Task – For each statement, decide from the passage below about buying house cleaning accounts whether it agrees with the text, answering yes or no and quoting the deciding words: (a) Each year the Denver company writes to its local competitors inviting them to sell their accounts. (b) Each purchase transaction has a high probability of success. (c) Many of the house cleaning companies that failed last year were folded into existing companies.

Document passage –
--- --- ---
What’s it all about?

From the buyer’s perspective, it’s about tacking on some extra customers. From the industry’s perspective it’s about cleaning house.


If only a fraction of those house cleaning companies which failed last year could have been folded into an existing company, then we might begin to make some meaningful progress towards a more reasonable level of consolidation. Instead, many of them ended with the owner gifting the most valuable accounts to a few good employees. In this way each failed enterprise perpetuates the cycle: one or two of the employees will ultimately decide to parlay her few accounts into a viable scaled maid service enterprise, beginning another cycle of fragmentation and failed enterprises.
In Denver, we are continuously negotiating with one or two companies for the purchase of their accounts. Each transaction requires the passing of time, and has a low probability of success. But no failed transaction requires much effort. We initiate the process each year by sending happy letters to all our local competitors inviting them to sell us their accounts. Most of them toss the letters in a huff, but a few of them stash them in a drawer where they remain until one receives a certain job offer, or suffers her own final straw. When that day comes she pulls the letter from the drawer and makes the call: “I received your letter several months ago stating your interest in purchasing my company. Can you tell me more about your offer?” We get a nibble . . . and so it begins.
--- --- ---
(Dataset records)
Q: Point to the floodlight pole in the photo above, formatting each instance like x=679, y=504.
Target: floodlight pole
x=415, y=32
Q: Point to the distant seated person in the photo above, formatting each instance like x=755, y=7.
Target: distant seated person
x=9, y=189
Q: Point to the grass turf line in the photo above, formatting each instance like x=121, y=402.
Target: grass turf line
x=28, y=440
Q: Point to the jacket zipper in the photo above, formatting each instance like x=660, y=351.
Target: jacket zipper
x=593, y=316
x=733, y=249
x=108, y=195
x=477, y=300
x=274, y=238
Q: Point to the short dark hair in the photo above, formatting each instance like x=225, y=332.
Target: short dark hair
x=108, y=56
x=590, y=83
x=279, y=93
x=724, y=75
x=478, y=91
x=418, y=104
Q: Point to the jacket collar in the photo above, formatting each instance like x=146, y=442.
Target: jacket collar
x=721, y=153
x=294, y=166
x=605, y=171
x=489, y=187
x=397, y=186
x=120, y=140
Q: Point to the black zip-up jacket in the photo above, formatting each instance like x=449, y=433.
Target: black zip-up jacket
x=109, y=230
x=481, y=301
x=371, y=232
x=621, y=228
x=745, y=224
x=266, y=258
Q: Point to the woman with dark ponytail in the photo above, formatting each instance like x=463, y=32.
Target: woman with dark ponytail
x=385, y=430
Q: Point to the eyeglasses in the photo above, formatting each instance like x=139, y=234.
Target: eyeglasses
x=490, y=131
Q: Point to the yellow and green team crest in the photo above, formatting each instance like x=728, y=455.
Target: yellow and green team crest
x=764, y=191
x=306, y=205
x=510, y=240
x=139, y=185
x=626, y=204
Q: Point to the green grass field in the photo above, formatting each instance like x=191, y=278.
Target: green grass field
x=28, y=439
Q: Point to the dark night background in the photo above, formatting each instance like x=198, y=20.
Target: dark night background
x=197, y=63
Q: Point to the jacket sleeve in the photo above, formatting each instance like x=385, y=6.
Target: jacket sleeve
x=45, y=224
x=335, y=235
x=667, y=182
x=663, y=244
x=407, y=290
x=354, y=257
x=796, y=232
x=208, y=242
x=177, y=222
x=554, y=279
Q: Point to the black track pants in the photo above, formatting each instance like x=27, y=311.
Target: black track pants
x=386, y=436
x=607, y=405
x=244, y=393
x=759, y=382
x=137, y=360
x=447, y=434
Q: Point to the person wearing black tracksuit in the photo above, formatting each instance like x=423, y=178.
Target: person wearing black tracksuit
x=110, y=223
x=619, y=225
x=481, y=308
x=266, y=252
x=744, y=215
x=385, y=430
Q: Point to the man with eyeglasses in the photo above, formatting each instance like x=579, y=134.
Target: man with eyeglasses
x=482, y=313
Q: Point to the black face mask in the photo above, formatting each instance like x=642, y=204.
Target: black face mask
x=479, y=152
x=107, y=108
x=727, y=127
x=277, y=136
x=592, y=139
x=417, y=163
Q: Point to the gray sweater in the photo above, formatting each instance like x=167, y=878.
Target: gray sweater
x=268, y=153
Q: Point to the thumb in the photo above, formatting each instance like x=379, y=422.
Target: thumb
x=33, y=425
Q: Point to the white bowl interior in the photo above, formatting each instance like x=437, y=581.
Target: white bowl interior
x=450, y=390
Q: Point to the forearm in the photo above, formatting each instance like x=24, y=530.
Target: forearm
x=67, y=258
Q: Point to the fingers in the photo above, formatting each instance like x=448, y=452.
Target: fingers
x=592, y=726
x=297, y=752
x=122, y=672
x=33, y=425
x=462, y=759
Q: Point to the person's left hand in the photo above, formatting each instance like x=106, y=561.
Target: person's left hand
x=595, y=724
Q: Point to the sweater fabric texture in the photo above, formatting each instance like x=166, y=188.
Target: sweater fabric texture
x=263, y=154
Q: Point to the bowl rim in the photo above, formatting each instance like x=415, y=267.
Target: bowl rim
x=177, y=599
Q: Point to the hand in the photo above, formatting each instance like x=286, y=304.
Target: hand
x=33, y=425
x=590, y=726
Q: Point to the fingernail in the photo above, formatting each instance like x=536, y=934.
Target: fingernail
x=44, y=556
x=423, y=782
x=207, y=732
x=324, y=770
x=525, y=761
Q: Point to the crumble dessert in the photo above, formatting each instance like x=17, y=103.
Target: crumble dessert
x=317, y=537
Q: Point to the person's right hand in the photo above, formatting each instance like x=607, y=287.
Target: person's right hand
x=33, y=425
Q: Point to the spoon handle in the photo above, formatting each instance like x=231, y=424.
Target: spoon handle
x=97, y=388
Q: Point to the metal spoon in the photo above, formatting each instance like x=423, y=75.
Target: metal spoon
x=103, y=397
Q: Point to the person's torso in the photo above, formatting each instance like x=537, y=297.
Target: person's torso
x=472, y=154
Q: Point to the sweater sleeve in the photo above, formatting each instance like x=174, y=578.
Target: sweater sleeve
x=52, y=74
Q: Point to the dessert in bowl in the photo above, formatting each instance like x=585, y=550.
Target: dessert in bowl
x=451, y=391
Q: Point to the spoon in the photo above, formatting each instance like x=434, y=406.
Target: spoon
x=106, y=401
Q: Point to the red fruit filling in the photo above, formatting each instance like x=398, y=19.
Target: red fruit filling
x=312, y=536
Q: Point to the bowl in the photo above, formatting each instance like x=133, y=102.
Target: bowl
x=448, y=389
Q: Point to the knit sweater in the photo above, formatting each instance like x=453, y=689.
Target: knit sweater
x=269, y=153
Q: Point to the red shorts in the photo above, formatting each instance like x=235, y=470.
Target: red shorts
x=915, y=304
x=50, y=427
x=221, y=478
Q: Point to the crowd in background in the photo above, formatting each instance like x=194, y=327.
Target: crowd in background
--- --- ---
Response –
(a) Yes: "We initiate the process each year by sending happy letters to all our local competitors inviting them to sell us their accounts."
(b) No: "Each transaction requires the passing of time, and has a low probability of success."
(c) No: "Instead, many of them ended with the owner gifting the most valuable accounts to a few good employees."